REQUIREMENT —
Retype the data below word for word, keeping every line and character unchanged.

RECORD LIST —

──────

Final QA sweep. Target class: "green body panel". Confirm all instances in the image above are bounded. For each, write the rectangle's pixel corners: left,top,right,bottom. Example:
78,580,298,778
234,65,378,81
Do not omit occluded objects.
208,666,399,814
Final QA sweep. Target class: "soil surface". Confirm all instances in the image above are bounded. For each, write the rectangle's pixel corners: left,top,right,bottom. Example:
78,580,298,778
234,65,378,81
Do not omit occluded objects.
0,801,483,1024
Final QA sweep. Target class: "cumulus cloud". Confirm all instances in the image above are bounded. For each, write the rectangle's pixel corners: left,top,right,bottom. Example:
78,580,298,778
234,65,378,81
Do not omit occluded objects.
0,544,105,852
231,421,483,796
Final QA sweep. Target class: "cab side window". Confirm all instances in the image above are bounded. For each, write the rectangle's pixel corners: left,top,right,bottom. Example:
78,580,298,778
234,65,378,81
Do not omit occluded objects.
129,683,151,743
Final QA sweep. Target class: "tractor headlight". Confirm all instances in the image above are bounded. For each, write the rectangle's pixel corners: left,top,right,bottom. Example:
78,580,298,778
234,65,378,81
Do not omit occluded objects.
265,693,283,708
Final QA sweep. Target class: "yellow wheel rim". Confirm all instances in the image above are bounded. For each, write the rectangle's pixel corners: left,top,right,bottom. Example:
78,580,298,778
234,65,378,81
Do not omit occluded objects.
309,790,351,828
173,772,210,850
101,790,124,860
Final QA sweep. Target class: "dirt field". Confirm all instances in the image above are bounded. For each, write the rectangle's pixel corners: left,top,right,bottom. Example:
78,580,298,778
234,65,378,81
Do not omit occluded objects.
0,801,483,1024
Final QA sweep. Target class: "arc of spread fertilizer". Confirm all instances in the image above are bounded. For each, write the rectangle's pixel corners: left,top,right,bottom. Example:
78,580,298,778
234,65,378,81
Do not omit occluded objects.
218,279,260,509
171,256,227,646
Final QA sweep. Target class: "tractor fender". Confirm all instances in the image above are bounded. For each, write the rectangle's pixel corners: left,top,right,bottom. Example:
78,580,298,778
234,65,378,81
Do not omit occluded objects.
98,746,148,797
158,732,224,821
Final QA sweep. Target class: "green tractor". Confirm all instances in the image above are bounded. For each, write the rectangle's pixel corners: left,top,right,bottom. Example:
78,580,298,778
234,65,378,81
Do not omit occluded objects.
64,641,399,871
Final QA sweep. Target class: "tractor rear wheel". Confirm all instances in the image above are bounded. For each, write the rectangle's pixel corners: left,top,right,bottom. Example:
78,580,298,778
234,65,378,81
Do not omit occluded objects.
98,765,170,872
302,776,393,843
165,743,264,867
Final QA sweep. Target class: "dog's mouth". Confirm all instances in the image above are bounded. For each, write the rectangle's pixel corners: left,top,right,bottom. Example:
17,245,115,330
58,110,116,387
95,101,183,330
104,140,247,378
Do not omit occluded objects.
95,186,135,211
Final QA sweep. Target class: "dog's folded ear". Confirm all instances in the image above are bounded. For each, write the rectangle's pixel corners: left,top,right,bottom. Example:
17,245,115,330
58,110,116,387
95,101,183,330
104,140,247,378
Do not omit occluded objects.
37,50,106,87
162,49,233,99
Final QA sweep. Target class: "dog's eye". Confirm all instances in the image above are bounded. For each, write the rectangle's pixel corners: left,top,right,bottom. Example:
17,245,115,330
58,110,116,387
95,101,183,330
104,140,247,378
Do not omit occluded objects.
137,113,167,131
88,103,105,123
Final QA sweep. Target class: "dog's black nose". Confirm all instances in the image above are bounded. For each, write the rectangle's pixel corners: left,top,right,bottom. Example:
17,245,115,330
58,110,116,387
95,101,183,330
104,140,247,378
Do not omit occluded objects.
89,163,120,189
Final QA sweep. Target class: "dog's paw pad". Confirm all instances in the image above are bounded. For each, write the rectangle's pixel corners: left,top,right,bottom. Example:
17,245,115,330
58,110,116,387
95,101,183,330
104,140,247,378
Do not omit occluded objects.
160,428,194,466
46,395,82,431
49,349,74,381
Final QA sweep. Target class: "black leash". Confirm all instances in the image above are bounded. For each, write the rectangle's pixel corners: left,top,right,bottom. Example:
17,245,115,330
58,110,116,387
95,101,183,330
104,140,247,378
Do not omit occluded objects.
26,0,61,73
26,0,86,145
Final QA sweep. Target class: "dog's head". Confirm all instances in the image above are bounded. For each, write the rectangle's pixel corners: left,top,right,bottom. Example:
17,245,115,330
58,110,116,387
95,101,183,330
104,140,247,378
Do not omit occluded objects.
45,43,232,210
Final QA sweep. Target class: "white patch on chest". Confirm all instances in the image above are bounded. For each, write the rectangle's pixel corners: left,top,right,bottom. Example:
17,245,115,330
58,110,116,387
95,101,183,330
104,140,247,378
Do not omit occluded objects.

──────

REPLY —
Final QA sweep. Target class: "green body panel". Confirm all instances in the image above are bounded. For each, write the rectangle's pixel corners: left,top,right,bottom. Example:
78,580,298,778
234,65,378,81
Do not omit occluded objects.
208,666,399,814
Final QA sweep. Target class: "soil surface". Confirm all instances in the image above are bounded. For each, write the rectangle's pixel corners: left,top,right,bottom. Example:
78,580,298,778
234,65,378,81
Do not omit occluded objects.
0,801,483,1024
Final QA sweep. Target class: "cumulus cloud". Confirm all instances in the image above are bounded. For each, write the rectangle's pixel corners: left,top,right,bottom. Example:
78,580,298,778
234,65,378,81
Do not omit occluded objects.
0,544,105,852
231,421,483,796
Final QA sweep. Target class: "cab side window". Confirm all instances in the image above are bounded. For each, write the rectangle's pixel corners: left,top,right,bottom. Example:
78,580,298,778
234,65,378,81
Do not omit occluded objects.
129,683,151,743
Final QA sweep. Target class: "tractor headlight". Confirm all instances in the image above are bounded. For each, write the rectangle's pixel corners: left,top,right,bottom. Example:
78,580,298,778
234,65,378,81
Do not omit occluded objects.
265,693,283,708
Final QA sweep. Target class: "yellow wheel rim". Confirm all instances in the image above are bounded. For each, write the rectangle's pixel corners: left,top,right,bottom. Example:
78,580,298,778
234,65,378,81
Do not omit occluded objects.
309,790,351,828
173,772,210,850
101,790,124,860
Final QA sweep. Target class: "dirt field". Confirm all instances in the image above are bounded. For each, write the rectangle's pixel corners: left,top,right,bottom. Example:
78,580,298,778
234,65,378,81
Do not omit occluded objects.
0,801,483,1024
Final QA sweep. Target class: "arc of spread fertilizer". Confirm all instances in the image above are bounded. For each, write the rectangle's pixel corners: left,top,right,bottom. Example:
78,580,298,778
234,65,378,81
Do not omit occluded objects.
218,279,260,509
171,256,227,646
Final QA sweep. Target class: "tractor fender". Confirm all instances in the image above are bounded. For each, write the rectangle's pixel corners: left,top,right,bottom. Example:
78,580,298,778
234,65,378,81
Do not omit occluded objects.
98,746,148,797
158,732,224,821
Final QA sweep. Target class: "green tractor". Confirm all instances in the image above are bounded. For each, write the rectangle's pixel corners: left,top,right,bottom. Example:
78,580,298,778
234,65,378,81
Do not omit occluded objects.
64,641,399,871
Final QA sweep. Target class: "tractor rear wheel". Confirm all instances in the image above are bounded. For each, write the rectangle's pixel corners: left,top,right,bottom. Example:
78,580,298,778
234,65,378,81
Do not omit occluded objects.
98,765,170,872
302,776,393,843
165,743,264,867
Final QA sweep. Target class: "dog's mouth". Confirm all instances in the image above are bounded. For each, write the rectangle's pixel corners: left,top,right,bottom. Example:
17,245,115,330
58,110,116,387
95,101,183,330
104,140,247,378
Do not omit occluded objects.
95,186,135,211
Final QA sweep. Target class: "dog's folded ear". Confirm all instances in the image above are bounded. For each, write the rectangle's pixel corners: left,top,right,bottom. Example:
17,245,115,330
58,110,116,387
95,101,183,330
104,140,247,378
Do not omit occluded objects.
37,50,106,87
162,49,233,99
Final QA sweep. Target class: "dog's eye". Confirm all instances in the image above are bounded. For each, write the rectangle's pixel corners: left,top,right,bottom. Example:
17,245,115,330
58,110,116,387
95,101,183,330
104,140,247,378
Do not omit occluded objects.
137,113,167,131
88,103,105,123
Final QA sweep. Target class: "dog's black nose". Confirm all instances in the image above are bounded. For each, write the rectangle's pixel corners: left,top,right,bottom. Example:
17,245,115,330
58,110,116,387
95,101,183,330
104,140,247,378
Do not omit occluded objects.
89,163,120,189
Final QA sweep. Target class: "dog's paw pad". Confirm all instances in the image above are bounded. For each, write the rectangle's pixel corners: left,top,right,bottom. Example:
17,245,115,330
58,110,116,387
95,101,183,330
104,140,247,378
Do not omit occluded objects.
160,428,194,466
46,395,82,431
49,349,74,381
Final QA sweep. Target class: "black leash". Confirm all instances in the image above are bounded. For each, write the rectangle's pixel corners: left,top,right,bottom. Example:
17,245,115,330
58,110,116,387
95,101,183,330
104,140,247,378
Do not omit occluded objects.
26,0,61,73
26,0,86,145
Final QA sweep. Target class: "dog's head". Confirm all instances in the image above are bounded. For each, write the rectangle's pixel corners: left,top,right,bottom. Example:
17,245,115,330
58,110,116,387
95,101,183,330
104,140,247,378
Do not omit occluded objects.
45,43,232,210
Final QA sweep. Target class: "white patch on chest". Confirm all instances in the image above are bounded. For each, write the rectangle's pixel corners: left,top,right,bottom. Example:
17,245,115,330
58,110,116,387
95,101,183,330
104,140,247,378
Do not omit occluded objects.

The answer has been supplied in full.